Thursday, May 10, 2012

Scipt to automatically move RAC 11gR2 services back to preferred instances

When instance fails in Oracle RAC, the services that were using this instance as a preferred instance are automatically relocated to instances marked as available for this service. But after the failed instance recovers and starts up again, the relocated services are not moved back and need manual srvctl relocate service command from administrator to move them back.

Here is a little Bash script to automate this process. Oracle Clusterware (Grid Infrastructure) can execute user callout scripts on FAN events, like INSTANCE up/down. Place this script under $GRID_HOME/racg/usrco/ and set the execute bits on the file. Then clusterware will execute that script for all FAN events, but the script will start processing only for instance up event.

Why is it needed? We just switched over to 4-node RAC consisting of many different applications, almost each of them connecting to its own schema. We created each application its own service restricting it to 1 (or max 2) nodes (1 or 2 nodes as preferred, all other nodes listed as available). After the first rolling patching, I noticed that the connection count and load on each node was very unbalanced, vast majority of the connections were connected to node1 and the last patched node had almost none and it did not get better over a few hours. This was because most of the services ended up on node1 and I had to manually look over each service and relocate it back where it belongs. This script attempts to automate this process.

- [Task list]:
1) According to the post above about relocating RAC services, in which directory should the callout script be placed?
2) List everything the post above about relocating RAC services says the author noticed after the first rolling patching.
3) Extend the post above about relocating RAC services, starting right after its final sentence.

- [Supplied information]:
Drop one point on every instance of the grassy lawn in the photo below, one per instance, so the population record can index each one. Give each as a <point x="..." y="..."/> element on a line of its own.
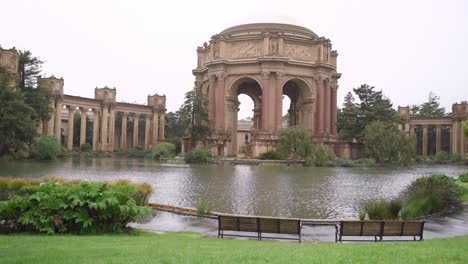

- [Answers for the tasks]:
1) $GRID_HOME/racg/usrco/

2)
- The connection count and load on each node were very unbalanced.
- The vast majority of the connections were connected to node1.
- The last patched node had almost none.
- It did not get better over a few hours.

3)
Please use the download link for downloading, seems that blogger escapes some characters in the code below.

#!/bin/bash
#
# GI callout script to catch INSTANCE up event from clusterware and relocate services to preferred instance
# Copy or symlink this script to $GRID_HOME/racg/usrco
# Tested on Oracle Linux 5.8 with 11.2.0.3 Oracle Grid Infrastructure and 11.2.0.2 & 11.2.0.3 Oracle Database Enterprise Edition
# 2012 Ilmar Kerm ilmar.kerm@gmail.com
#

LOGFILE=/u02/app/oracle/grid_callout/log.txt
SCRIPTDIR=`dirname $0`

# Determine grid home
if [[ "${SCRIPTDIR:(-11)}" == "/racg/usrco" ]]; then
  CRS_HOME=""${SCRIPTDIR:0:$(( ${#SCRIPTDIR} - 11 ))}""
  export CRS_HOME
fi

# Only execute script for INSTANCE events
if [ "$1" != "INSTANCE" ]; then
  exit 0
fi

STATUS=""
DATABASE=""
INSTANCE=""

# Parse input arguments
args=("$@")
for arg in ${args[@]}; do
  if [[ "$arg" == *=* ]]; then
    KEY=${arg%=*}
    VALUE=${arg#*=}
    
    case "$KEY" in
      status)
        STATUS="$VALUE"
        ;;
      database)
        DATABASE="$VALUE"
        ;;
      instance)
        INSTANCE="$VALUE"
        ;;
    esac
    
  fi
done

# If database, status and instance values are not set, then exit
# status must be up
if [[ -z "$DATABASE" || -z "$INSTANCE" || "$STATUS" != "up" ]]; then
  exit 0
fi

echo "`date`" >> "$LOGFILE"
echo "[$DATABASE][`hostname`] Instance $INSTANCE up" >> "$LOGFILE"

#
# Read database software home directory from clusterware
#
DBCONFIG=`$CRS_HOME/bin/crsctl status res ora.$DATABASE.db -f | grep "ORACLE_HOME="`
if [ -z "$DBCONFIG" ]; then
  exit 0
fi
declare -r "$DBCONFIG"
echo "ORACLE_HOME=$ORACLE_HOME" >> "$LOGFILE"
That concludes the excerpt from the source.